═══ Given entries ═══

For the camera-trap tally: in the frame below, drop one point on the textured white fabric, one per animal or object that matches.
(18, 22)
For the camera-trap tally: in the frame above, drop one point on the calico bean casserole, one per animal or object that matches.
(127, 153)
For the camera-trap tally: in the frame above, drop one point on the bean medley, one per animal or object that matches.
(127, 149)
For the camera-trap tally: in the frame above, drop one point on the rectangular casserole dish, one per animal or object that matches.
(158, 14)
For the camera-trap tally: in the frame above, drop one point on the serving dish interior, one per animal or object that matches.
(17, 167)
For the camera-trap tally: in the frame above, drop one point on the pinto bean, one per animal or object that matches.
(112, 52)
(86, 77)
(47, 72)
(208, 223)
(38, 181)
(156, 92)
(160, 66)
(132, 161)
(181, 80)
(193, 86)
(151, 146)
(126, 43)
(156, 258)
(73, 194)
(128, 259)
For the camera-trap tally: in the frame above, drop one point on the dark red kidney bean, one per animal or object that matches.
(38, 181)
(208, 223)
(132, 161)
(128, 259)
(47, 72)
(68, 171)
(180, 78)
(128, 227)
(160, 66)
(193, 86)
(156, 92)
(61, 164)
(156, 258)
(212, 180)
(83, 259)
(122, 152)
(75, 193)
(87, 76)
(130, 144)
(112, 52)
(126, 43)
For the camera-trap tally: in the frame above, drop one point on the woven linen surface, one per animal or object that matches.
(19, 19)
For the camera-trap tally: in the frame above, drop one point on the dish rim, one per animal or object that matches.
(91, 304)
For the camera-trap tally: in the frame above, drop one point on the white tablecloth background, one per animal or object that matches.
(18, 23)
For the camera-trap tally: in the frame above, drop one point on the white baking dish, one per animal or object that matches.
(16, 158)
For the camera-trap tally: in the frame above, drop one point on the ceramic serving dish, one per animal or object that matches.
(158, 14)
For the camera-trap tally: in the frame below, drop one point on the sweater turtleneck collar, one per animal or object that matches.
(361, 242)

═══
═══ Given entries ═══

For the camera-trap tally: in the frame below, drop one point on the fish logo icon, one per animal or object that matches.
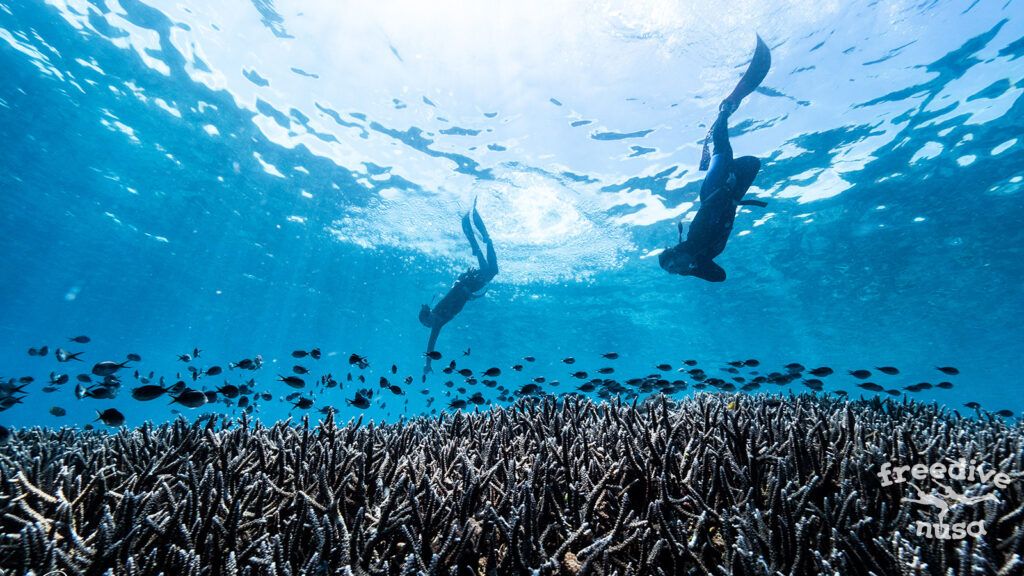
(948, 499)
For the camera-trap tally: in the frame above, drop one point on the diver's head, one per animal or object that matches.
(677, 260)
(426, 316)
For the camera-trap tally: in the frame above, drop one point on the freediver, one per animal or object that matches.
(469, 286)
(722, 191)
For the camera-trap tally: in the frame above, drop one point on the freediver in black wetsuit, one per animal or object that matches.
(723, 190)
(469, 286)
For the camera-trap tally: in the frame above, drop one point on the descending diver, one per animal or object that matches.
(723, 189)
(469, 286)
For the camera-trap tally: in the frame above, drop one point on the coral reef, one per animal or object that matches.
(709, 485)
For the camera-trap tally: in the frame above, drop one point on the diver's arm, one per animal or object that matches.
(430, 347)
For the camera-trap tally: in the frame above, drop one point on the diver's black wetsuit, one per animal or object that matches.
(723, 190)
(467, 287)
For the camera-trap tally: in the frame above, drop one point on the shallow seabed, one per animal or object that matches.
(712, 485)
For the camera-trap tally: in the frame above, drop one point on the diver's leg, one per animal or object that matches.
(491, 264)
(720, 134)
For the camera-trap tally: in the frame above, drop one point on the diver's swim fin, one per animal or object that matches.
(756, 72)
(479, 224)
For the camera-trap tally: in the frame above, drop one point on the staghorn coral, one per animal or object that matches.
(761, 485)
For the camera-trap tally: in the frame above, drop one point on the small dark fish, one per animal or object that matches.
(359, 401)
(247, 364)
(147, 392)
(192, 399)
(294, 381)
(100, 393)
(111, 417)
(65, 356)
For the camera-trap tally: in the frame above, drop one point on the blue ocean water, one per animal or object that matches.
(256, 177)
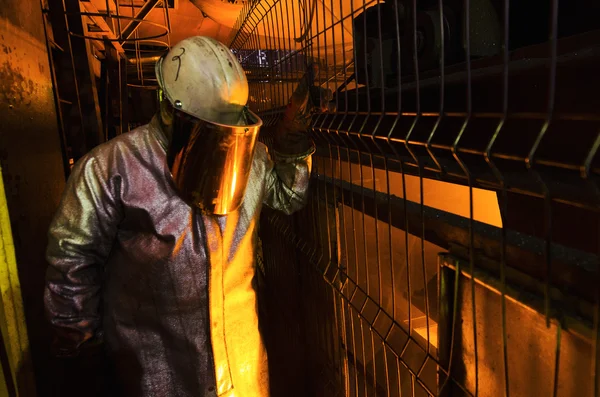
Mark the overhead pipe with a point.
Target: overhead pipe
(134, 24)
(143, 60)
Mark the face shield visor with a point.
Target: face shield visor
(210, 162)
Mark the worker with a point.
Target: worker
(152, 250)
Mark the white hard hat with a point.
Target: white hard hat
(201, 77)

═══

Task to carry out
Within the material, how many lines hold the word "Mark"? Only the number is needed.

Response below
4